• **Your instructions**
Put the lines of the listing below, from the line containing "In every <instance>" through the line containing "box: [339, 205, 556, 293]", into a JSON list with one string per line, skipping blank lines.

--------------------------------

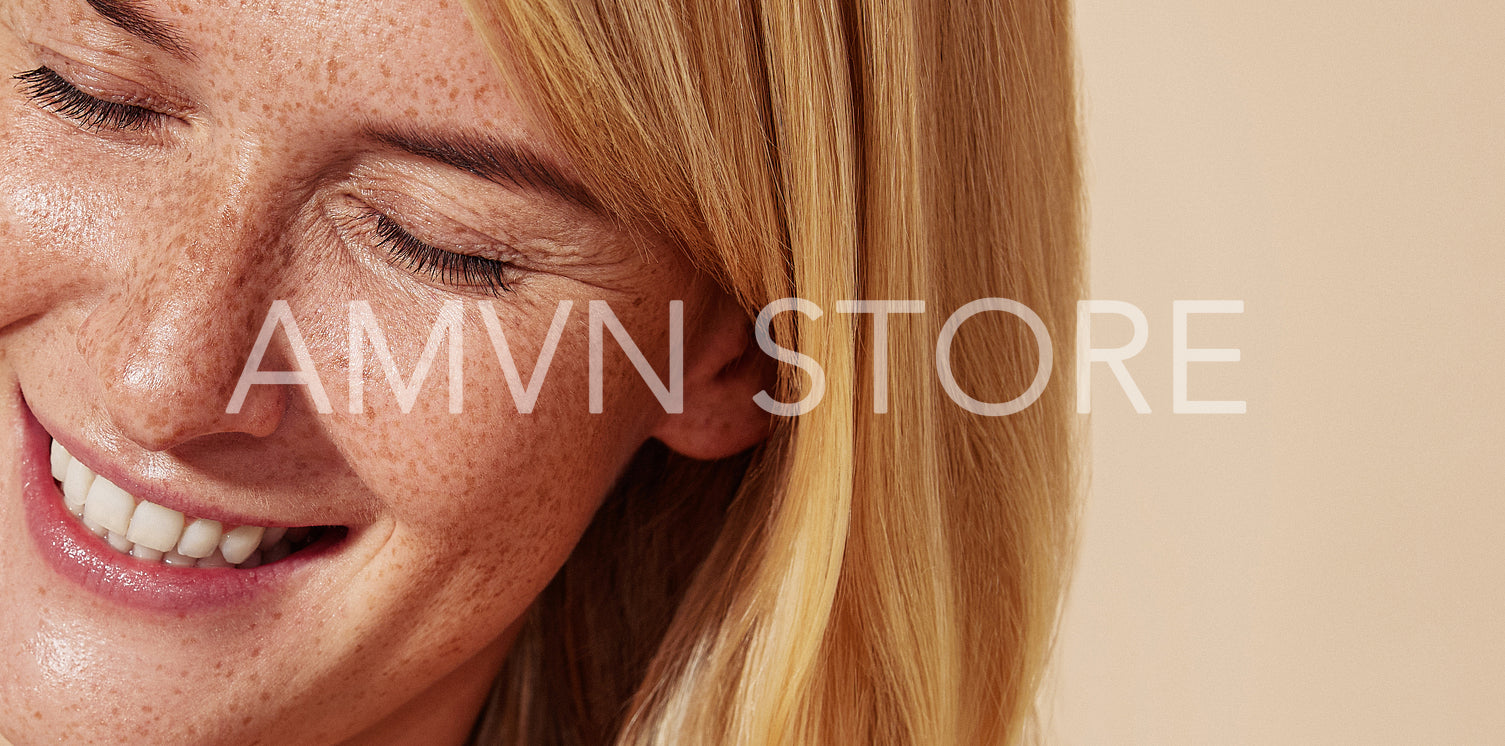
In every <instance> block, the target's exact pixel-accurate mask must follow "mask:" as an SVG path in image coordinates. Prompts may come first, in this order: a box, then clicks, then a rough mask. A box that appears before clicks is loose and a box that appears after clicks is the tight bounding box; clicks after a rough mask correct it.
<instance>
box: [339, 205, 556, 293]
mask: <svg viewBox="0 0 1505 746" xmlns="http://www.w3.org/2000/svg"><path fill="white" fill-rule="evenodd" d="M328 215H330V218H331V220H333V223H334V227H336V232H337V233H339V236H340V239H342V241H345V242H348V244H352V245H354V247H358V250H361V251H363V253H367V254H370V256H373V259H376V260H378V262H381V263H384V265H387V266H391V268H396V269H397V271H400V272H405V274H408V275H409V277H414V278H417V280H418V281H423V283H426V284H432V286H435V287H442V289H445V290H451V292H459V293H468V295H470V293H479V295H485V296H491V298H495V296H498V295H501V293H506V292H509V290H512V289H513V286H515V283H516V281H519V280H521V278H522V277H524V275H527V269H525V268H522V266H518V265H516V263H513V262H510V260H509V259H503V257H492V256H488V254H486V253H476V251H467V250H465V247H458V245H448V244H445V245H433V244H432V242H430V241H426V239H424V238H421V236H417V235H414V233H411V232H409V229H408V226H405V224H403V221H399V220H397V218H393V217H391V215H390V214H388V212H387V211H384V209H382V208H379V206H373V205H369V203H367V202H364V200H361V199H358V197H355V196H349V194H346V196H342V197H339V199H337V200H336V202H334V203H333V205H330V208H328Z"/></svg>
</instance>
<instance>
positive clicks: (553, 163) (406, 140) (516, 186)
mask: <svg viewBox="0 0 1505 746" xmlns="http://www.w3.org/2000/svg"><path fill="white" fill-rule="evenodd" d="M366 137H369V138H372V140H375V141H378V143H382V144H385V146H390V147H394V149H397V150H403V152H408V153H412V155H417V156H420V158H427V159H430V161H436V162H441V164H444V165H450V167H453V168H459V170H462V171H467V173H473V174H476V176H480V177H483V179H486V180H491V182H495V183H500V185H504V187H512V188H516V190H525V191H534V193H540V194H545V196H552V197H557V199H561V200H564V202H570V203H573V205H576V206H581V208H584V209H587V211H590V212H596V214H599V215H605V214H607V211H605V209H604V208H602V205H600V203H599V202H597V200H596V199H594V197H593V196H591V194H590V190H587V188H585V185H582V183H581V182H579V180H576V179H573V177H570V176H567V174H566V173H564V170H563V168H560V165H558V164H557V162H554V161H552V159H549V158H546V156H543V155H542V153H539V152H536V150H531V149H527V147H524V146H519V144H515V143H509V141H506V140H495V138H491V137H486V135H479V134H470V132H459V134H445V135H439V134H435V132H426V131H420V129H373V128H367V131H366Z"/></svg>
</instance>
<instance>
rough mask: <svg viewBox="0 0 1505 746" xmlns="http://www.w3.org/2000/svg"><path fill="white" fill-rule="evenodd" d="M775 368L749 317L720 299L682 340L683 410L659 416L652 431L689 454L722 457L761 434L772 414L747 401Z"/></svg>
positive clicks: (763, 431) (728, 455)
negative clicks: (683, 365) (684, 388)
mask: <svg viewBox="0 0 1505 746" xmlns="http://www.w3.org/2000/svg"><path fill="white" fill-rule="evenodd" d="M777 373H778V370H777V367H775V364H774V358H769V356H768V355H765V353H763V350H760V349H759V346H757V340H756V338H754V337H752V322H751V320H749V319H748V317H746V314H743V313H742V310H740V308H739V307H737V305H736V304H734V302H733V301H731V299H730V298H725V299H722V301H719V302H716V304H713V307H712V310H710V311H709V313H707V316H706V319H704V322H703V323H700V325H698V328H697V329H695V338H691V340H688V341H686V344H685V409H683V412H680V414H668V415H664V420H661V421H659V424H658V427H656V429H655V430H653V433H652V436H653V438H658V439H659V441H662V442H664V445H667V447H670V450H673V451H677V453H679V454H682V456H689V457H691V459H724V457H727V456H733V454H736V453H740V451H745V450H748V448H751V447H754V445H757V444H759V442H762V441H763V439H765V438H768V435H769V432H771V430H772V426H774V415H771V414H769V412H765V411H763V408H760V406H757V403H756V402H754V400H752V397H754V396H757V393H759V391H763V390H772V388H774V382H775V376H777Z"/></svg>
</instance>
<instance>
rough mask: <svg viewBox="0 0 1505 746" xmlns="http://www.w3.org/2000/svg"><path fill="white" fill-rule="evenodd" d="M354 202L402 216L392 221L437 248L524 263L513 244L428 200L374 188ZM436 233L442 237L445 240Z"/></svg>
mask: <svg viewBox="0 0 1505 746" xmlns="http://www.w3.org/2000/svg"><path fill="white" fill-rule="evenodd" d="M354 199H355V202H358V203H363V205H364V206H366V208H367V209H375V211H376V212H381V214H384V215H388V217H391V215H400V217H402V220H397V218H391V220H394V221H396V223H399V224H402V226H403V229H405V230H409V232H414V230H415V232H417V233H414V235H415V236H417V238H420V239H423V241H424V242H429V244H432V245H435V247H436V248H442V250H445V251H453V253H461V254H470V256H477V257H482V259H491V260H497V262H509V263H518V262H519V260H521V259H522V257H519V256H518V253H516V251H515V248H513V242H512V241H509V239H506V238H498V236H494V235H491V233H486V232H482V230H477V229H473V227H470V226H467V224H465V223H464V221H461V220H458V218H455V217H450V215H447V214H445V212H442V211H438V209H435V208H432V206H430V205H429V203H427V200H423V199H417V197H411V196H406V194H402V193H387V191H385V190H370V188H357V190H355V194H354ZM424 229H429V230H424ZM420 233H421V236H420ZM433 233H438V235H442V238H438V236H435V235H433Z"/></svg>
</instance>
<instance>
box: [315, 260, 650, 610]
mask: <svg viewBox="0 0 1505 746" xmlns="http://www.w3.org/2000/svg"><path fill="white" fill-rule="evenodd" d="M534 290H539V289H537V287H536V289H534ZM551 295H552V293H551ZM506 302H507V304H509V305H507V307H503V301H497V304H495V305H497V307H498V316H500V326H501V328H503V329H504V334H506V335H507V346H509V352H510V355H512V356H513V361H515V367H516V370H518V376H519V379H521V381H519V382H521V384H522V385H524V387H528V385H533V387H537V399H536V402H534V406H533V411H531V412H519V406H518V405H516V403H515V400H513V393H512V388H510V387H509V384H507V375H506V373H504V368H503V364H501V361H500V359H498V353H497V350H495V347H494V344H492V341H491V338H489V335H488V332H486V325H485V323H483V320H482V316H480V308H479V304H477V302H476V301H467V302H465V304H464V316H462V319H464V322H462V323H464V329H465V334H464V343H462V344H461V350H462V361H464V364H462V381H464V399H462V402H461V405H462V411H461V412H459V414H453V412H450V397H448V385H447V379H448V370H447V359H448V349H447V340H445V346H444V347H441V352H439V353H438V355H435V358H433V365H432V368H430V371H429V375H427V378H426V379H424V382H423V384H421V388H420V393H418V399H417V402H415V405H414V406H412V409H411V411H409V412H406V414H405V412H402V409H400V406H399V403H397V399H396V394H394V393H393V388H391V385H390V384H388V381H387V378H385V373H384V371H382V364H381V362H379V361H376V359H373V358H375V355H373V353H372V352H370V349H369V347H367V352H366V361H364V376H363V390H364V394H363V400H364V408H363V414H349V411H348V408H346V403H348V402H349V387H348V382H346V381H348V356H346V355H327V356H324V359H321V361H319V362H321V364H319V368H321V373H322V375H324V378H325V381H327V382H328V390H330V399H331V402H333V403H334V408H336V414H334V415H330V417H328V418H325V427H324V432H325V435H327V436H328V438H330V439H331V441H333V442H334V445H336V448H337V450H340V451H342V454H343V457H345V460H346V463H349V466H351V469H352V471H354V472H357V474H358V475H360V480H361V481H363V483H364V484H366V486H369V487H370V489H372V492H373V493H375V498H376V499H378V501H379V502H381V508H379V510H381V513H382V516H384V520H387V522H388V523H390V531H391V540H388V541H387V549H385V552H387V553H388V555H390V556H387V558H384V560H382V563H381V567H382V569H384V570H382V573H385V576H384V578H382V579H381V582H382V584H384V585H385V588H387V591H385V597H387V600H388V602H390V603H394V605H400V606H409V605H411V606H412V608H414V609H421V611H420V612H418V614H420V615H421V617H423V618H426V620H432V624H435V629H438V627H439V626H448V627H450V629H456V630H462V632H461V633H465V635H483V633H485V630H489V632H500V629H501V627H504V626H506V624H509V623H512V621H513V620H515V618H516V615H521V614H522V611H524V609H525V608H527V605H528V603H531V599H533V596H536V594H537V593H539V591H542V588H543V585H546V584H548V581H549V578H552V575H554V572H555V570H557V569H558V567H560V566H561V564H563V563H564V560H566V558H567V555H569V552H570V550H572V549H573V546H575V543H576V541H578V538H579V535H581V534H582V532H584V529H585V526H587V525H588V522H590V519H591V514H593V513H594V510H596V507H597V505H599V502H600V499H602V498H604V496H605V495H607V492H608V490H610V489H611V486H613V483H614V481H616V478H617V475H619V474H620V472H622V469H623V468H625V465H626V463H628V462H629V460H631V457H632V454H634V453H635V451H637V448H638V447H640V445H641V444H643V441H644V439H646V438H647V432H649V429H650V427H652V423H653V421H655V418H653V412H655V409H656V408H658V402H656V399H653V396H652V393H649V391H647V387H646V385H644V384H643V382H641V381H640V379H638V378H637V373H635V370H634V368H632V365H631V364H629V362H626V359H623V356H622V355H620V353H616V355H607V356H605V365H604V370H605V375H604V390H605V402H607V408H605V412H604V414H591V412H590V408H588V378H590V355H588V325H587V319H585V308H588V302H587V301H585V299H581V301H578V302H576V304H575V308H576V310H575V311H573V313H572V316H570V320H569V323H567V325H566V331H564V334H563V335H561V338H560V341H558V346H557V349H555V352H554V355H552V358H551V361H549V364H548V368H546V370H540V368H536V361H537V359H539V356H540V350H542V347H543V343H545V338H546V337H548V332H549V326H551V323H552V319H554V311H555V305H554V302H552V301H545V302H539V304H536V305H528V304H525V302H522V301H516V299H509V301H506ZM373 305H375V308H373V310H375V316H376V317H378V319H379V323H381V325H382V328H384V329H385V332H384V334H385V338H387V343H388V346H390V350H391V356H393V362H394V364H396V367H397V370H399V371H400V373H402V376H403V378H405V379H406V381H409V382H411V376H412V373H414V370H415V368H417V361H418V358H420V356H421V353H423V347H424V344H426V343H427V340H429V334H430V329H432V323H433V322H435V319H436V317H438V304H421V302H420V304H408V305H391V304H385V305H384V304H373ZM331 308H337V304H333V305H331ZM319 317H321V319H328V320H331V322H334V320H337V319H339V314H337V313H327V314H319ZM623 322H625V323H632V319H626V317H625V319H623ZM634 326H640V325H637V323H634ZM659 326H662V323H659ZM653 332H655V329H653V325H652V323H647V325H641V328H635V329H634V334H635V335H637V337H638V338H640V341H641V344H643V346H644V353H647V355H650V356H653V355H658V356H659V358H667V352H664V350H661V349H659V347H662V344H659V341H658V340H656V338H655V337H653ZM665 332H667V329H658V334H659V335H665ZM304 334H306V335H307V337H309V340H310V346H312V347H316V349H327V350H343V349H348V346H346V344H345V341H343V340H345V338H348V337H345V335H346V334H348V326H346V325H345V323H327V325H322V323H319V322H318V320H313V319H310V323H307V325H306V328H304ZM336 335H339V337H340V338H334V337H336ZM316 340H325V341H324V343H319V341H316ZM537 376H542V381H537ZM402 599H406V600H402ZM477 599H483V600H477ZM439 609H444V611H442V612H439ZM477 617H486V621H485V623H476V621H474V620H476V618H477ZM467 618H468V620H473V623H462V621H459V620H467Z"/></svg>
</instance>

--------------------------------

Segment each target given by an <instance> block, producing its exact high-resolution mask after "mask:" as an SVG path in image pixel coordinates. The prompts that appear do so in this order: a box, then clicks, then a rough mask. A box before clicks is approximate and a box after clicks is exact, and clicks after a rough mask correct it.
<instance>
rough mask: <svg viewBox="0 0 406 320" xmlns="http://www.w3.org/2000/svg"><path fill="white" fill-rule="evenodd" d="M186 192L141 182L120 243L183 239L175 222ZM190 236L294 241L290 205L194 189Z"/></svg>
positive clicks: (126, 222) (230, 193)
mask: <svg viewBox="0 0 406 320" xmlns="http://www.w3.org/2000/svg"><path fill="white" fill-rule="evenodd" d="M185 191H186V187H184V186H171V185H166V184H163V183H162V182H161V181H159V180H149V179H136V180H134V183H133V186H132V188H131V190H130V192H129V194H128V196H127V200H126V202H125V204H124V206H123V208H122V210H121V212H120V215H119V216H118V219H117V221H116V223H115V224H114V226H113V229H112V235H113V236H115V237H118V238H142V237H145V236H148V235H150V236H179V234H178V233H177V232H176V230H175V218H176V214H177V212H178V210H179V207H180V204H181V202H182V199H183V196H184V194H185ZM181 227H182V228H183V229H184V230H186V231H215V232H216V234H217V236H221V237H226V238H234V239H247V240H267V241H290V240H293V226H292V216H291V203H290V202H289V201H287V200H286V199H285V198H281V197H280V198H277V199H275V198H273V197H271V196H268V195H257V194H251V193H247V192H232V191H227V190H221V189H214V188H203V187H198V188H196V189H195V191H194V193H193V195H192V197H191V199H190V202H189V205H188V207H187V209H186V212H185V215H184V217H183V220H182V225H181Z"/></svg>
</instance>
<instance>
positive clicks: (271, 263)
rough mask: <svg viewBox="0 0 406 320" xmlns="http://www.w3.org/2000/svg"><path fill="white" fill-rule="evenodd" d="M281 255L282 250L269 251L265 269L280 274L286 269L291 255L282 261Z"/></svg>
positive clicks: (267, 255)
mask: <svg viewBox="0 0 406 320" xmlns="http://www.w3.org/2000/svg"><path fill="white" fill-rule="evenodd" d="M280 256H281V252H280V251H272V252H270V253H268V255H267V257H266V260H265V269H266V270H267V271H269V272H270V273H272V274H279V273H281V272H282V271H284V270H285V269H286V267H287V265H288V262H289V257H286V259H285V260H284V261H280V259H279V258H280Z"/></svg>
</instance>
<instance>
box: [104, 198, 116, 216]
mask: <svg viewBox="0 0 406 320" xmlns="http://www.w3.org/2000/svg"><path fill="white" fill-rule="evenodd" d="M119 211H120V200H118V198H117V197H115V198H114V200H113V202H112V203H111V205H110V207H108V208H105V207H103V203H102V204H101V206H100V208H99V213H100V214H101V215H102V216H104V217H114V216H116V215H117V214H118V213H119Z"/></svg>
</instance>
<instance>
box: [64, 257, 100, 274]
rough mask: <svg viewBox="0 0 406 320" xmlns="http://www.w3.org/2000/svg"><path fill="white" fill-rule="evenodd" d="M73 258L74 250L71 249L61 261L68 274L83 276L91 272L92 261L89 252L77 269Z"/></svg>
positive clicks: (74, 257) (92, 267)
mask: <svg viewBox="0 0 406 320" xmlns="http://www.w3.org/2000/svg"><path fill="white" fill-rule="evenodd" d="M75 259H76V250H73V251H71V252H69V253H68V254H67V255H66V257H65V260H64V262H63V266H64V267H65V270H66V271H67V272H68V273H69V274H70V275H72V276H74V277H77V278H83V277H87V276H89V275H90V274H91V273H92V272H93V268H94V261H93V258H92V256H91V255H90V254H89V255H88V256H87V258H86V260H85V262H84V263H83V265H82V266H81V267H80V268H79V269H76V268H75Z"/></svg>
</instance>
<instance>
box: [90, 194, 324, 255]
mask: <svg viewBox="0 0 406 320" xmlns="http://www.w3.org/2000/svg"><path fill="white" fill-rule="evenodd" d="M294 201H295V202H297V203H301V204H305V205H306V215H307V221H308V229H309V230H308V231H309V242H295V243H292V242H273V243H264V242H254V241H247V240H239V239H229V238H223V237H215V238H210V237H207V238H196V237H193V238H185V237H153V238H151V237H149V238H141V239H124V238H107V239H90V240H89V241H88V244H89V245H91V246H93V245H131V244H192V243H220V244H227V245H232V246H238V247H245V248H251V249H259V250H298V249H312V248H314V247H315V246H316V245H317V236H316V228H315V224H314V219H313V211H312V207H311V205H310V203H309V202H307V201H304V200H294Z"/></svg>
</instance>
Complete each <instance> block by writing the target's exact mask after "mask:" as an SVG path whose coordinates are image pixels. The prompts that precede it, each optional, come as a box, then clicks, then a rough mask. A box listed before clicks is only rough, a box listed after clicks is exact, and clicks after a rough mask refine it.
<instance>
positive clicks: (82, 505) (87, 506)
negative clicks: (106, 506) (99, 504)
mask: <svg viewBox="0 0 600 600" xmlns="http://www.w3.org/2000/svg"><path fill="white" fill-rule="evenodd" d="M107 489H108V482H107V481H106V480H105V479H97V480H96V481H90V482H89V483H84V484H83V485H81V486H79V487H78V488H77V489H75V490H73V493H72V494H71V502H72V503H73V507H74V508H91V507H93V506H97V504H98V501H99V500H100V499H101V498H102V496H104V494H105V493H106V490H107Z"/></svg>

--------------------------------

• **Reply**
[
  "In every <instance> block, the target's exact pixel-accurate mask must follow \"mask:\" as an SVG path in image coordinates. Prompts may come first, in this order: a box, then clicks, then a rough mask. A box that appears before clicks is loose and a box that appears after clicks is the tight bounding box; clicks after a rough mask correct it.",
  "<instance>",
  "box: [339, 205, 556, 293]"
]